Prompt 1. List every section heading in the February search summary, leaving out the screenshot captions and the tip.
Prompt 2. From the February search summary, extract the passage starting at "New Google Discover" and ending at "or Google Analytics.", word for word.

Source text.
▬▬▬▬▬▬

Search engines change all the time – often more than daily – and it can be challenging to keep up with all the changes and the noise that goes with it. What do the changes mean? How will it affect you? Our new monthly Search Summary pieces aim to help answer those questions and more!

Each month, Yoghurt Digital will be summarising the most significant changes in the world of search. Whilst February didn’t see a whole lot of action with regards to major algorithm or UX changes, there were some new features added to Google Search Console and a lot of chatter with the big media players and Australian politics.

New Features in Google

Search Console now includes Chrome data

Google announced that the “Discover” report in Google Search Console will now include data from users using Google Chrome. It previously only used data from the Google App on Android and iOS devices, so is a welcome addition and we’re looking forward to the reports as the update rolls out.

New Google Discover Screenshot

New Association functionality added to Google Search Console

There’s now an “Association” page within the settings menu that allows you to connect other Google Services such as YouTube or Google Analytics.

It’s a welcome change, as previously these integrations were only visible on the apps GSC was connected to. Now we can see them all in GSC – neat!

New Google Search Console Associations Screenshot

Top TipYou can keep up to date with similar Google updates via their newly consolidated Google Search Central Blog

Google News

Financial performance

It seems like COVID has only helped the juggernaut as Google posted significant increases in their business during Q4 for the fiscal 2020 year, with revenue increasing by 23% YoY to $56.9B 😲

You can read more on the finstats via TechMeme here.

▬▬▬▬▬▬

Provided material.

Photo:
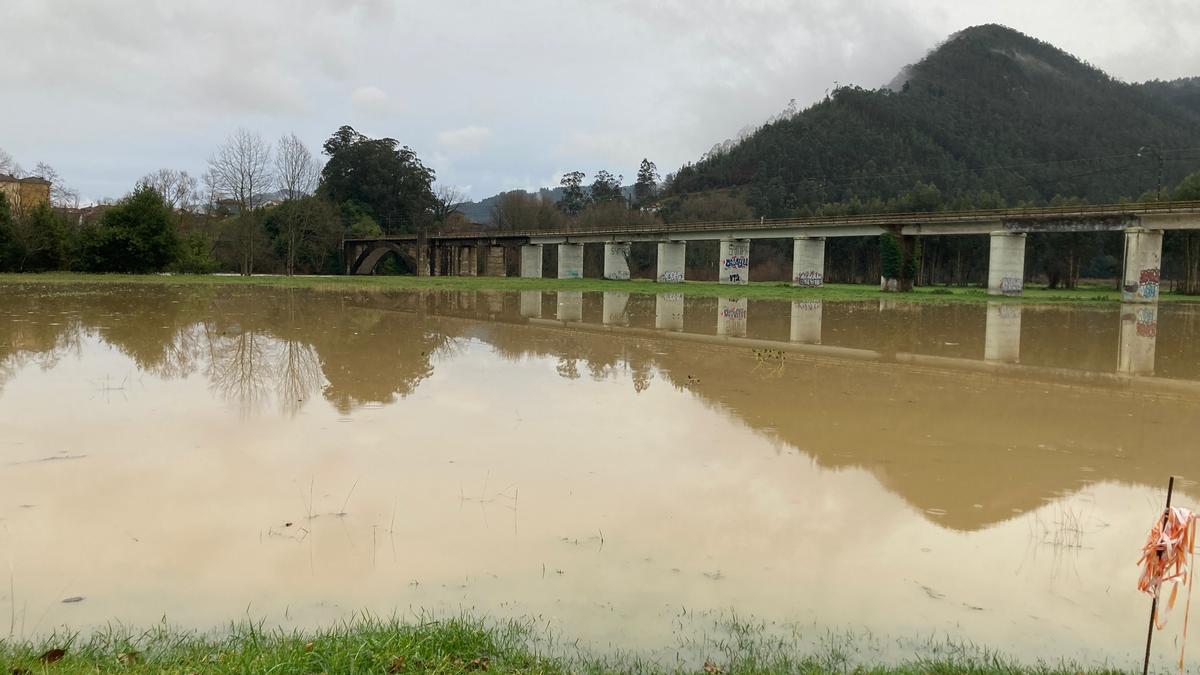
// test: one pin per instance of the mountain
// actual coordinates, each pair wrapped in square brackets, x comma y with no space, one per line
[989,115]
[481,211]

▬▬▬▬▬▬

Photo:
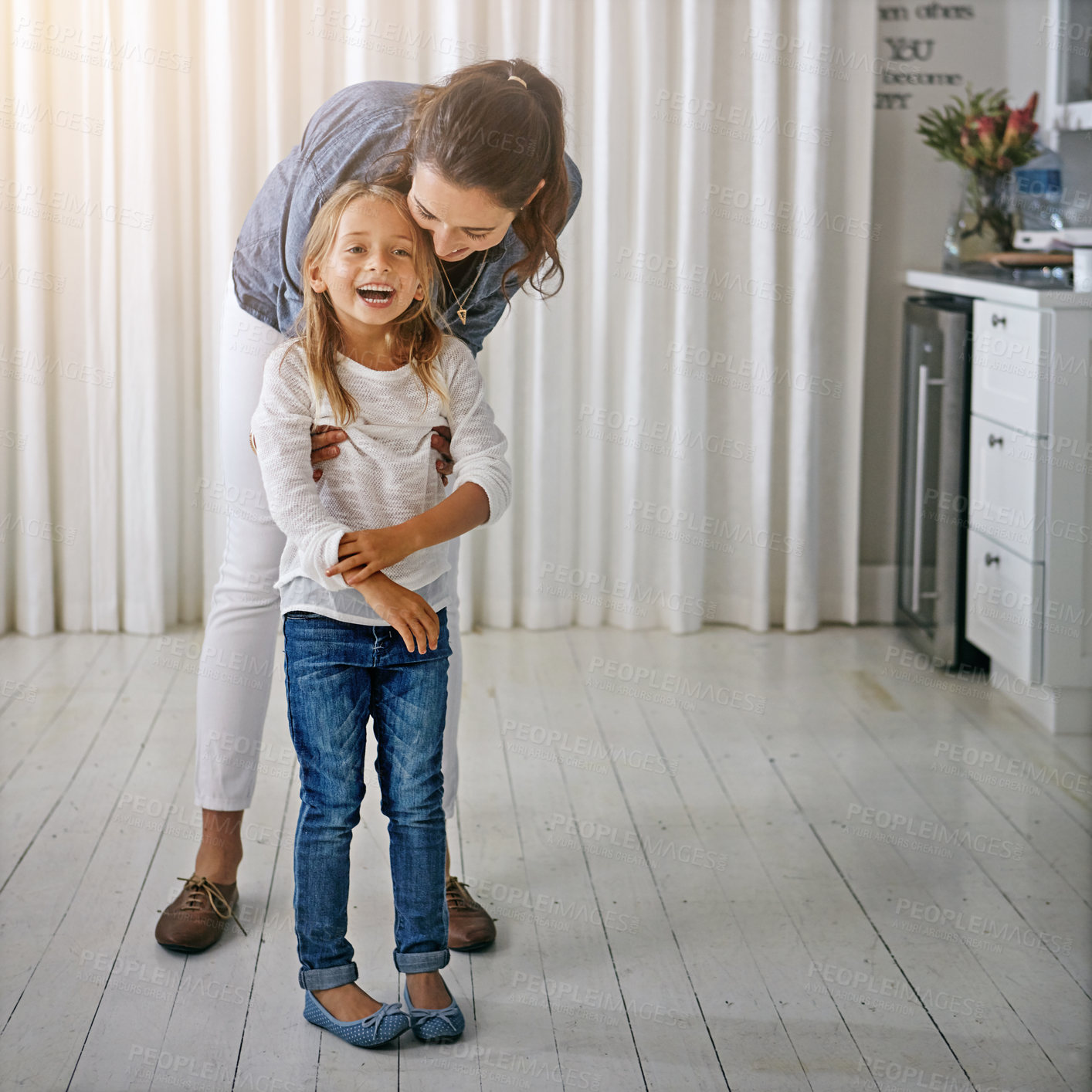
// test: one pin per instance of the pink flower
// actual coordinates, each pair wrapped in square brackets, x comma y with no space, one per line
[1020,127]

▬▬▬▬▬▬

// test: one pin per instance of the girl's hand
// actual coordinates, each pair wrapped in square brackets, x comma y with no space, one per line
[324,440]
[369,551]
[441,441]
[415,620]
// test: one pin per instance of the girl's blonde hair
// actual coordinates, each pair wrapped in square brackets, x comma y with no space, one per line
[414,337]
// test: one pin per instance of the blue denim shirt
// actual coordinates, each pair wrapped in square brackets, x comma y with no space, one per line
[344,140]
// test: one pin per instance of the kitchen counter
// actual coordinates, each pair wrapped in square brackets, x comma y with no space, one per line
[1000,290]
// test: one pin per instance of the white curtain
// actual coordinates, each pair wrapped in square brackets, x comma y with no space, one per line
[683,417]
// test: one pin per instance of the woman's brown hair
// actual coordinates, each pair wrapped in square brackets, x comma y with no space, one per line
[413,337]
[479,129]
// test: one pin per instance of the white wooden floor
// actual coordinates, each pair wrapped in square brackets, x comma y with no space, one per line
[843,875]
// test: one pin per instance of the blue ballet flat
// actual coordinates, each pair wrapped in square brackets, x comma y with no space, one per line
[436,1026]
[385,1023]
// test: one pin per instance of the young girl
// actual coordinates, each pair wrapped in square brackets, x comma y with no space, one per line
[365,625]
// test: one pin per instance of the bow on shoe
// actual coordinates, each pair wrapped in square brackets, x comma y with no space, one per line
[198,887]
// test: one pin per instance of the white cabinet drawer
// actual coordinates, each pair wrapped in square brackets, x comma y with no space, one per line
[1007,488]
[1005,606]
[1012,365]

▬▬▬▬▬▬

Written solution 1.
New Features in Google
Search Console now includes Chrome data
New Association functionality added to Google Search Console
Google News
Financial performance

Written solution 2.
New Google Discover Screenshot

New Association functionality added to Google Search Console

There’s now an “Association” page within the settings menu that allows you to connect other Google Services such as YouTube or Google Analytics.